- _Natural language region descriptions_

■ ■ ■

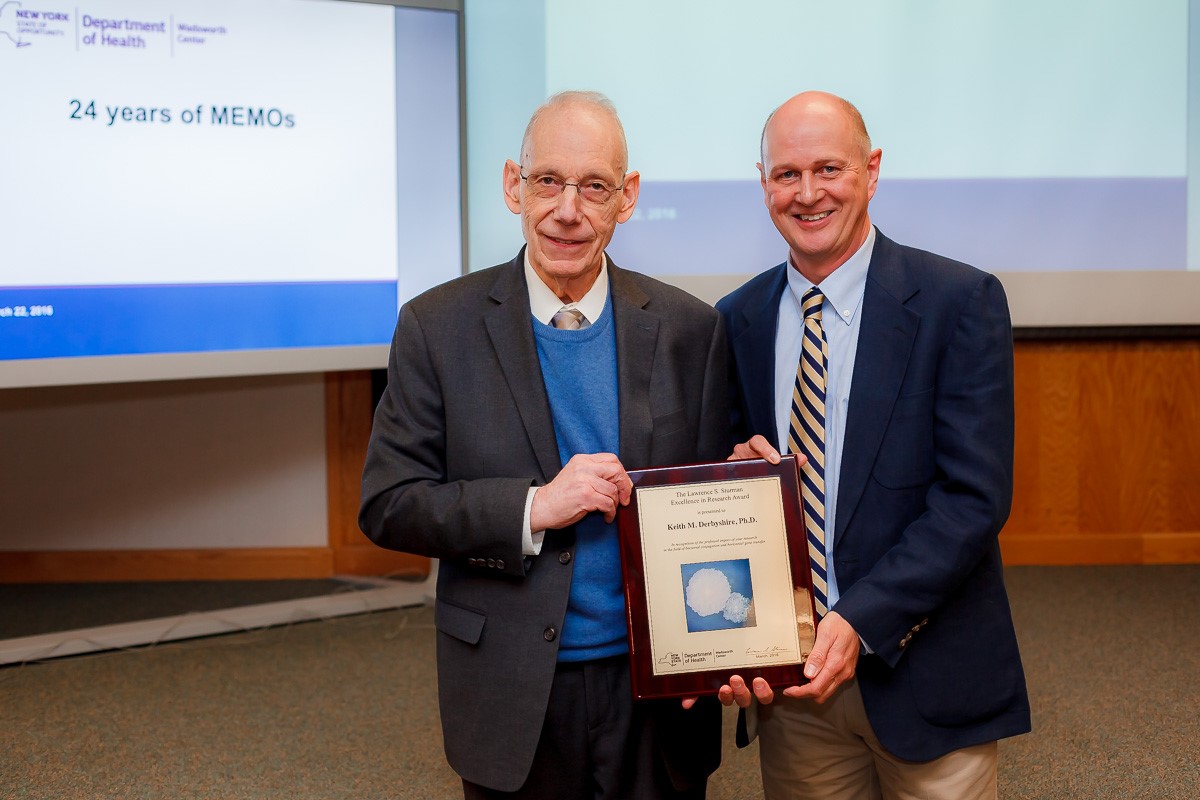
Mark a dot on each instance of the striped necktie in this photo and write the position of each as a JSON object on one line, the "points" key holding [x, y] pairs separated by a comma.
{"points": [[569, 319], [805, 435]]}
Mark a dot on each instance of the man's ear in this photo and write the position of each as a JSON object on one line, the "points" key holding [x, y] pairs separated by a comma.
{"points": [[629, 196], [513, 186], [873, 172]]}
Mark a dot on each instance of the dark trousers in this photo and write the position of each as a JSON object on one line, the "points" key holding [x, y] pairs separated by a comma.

■ ■ ■

- _Work to complete_
Retype the records above line for line and exactly, omitting their pictures.

- _Your solution_
Mark a dot on each instance of the striped necktie in this photo and write the position of each as a JSON object on one line, the "points" key holding [x, y] pairs separated by a comma.
{"points": [[569, 319], [805, 435]]}
Mark a dot on each instance of the man's ear in this photo and write the position of each as a JSON object on one line, the "points" key holding [x, y] pairs separated by a comma.
{"points": [[629, 196], [513, 186], [873, 172]]}
Mark a dot on each instance of the dark trousers in this photo and write the position of each as a JSON object on one line, the "points" key holding [x, y] pairs separated by a comma.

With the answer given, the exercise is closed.